## Problem
Find every line below that contains the string "turquoise" and copy each of those lines in full.

## Data in this exercise
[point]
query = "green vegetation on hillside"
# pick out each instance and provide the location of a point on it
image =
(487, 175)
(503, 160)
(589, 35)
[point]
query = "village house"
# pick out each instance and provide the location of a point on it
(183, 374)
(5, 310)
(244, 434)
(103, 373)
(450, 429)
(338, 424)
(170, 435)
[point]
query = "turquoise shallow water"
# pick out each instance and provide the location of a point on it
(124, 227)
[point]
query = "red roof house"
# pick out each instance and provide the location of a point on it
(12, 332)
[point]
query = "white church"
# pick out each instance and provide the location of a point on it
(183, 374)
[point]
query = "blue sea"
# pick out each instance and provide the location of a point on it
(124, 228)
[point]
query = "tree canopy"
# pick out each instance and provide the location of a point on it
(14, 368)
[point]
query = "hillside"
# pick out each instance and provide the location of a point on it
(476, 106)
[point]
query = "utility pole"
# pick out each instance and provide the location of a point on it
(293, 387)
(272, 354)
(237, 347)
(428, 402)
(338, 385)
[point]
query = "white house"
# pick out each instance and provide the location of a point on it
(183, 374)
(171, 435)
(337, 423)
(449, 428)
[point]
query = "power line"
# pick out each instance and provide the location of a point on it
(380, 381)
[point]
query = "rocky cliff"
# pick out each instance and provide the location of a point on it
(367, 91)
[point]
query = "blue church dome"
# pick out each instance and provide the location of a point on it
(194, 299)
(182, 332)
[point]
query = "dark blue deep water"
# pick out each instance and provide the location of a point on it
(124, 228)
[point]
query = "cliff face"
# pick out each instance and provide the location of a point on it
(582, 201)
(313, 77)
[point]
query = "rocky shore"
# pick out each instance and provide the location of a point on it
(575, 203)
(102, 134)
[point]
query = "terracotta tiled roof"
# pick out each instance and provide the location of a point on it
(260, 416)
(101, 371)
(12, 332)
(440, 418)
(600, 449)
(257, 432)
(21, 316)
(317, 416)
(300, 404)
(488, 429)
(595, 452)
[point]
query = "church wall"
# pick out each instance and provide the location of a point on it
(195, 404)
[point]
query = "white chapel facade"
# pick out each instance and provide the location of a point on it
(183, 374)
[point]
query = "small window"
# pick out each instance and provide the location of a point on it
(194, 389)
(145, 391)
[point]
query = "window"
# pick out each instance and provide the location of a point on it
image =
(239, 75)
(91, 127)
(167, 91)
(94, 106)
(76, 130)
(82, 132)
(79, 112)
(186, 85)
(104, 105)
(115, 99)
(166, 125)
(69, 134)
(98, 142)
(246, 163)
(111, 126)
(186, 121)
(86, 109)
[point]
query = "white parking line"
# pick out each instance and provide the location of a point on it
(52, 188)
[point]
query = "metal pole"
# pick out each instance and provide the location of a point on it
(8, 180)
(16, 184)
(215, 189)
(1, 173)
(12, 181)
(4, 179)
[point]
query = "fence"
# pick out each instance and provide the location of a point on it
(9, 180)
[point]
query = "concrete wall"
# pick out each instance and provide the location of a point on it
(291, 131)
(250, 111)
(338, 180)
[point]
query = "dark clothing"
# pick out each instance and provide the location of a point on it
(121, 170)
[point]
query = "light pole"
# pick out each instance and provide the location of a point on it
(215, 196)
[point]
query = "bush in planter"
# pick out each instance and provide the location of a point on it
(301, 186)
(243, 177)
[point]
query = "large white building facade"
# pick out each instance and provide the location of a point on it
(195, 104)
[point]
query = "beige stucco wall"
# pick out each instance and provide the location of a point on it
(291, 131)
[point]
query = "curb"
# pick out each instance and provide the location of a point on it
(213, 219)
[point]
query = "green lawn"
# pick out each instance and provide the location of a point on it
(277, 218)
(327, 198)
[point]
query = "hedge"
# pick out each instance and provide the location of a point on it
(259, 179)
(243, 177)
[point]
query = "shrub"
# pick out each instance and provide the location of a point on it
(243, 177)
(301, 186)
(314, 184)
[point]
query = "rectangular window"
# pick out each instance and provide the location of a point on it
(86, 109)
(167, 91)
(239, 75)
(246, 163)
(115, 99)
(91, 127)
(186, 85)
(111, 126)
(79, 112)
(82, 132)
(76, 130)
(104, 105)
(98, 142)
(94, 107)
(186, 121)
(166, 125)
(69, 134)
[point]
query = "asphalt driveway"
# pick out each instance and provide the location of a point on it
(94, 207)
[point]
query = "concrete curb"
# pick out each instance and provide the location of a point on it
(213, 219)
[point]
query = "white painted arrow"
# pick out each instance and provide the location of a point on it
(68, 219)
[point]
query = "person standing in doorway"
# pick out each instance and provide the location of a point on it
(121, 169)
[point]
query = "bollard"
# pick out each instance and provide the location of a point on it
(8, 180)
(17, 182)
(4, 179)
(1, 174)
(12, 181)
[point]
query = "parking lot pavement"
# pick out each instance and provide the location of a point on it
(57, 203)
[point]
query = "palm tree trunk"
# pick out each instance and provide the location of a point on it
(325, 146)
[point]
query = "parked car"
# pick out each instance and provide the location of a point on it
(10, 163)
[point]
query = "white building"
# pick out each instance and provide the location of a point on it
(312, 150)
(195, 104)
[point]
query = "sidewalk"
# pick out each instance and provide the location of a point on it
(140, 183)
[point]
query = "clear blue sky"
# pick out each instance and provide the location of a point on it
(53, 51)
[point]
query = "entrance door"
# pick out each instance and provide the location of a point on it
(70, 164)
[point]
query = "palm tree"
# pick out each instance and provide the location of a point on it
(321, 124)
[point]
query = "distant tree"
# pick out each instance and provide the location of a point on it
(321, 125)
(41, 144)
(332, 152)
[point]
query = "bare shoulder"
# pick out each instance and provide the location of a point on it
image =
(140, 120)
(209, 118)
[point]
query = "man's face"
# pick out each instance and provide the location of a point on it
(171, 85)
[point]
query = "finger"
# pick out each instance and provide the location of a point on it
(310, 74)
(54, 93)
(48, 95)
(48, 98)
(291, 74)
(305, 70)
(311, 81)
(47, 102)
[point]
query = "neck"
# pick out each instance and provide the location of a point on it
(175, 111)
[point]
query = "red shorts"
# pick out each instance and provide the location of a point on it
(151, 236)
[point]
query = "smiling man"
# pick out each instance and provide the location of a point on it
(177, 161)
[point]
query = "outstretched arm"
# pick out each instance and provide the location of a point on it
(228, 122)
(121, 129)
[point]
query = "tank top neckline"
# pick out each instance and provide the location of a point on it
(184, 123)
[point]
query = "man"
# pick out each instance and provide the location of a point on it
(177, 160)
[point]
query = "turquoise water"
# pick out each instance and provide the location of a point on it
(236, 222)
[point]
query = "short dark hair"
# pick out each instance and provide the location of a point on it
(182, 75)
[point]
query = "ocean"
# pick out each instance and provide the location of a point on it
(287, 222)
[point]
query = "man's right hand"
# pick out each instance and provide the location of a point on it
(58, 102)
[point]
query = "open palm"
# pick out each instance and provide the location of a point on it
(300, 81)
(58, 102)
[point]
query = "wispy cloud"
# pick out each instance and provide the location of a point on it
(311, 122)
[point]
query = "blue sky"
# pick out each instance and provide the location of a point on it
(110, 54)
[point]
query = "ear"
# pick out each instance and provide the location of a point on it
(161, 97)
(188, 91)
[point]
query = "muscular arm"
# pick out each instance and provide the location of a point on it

## Answer for this exercise
query = "turquoise shallow water"
query = "turquoise water"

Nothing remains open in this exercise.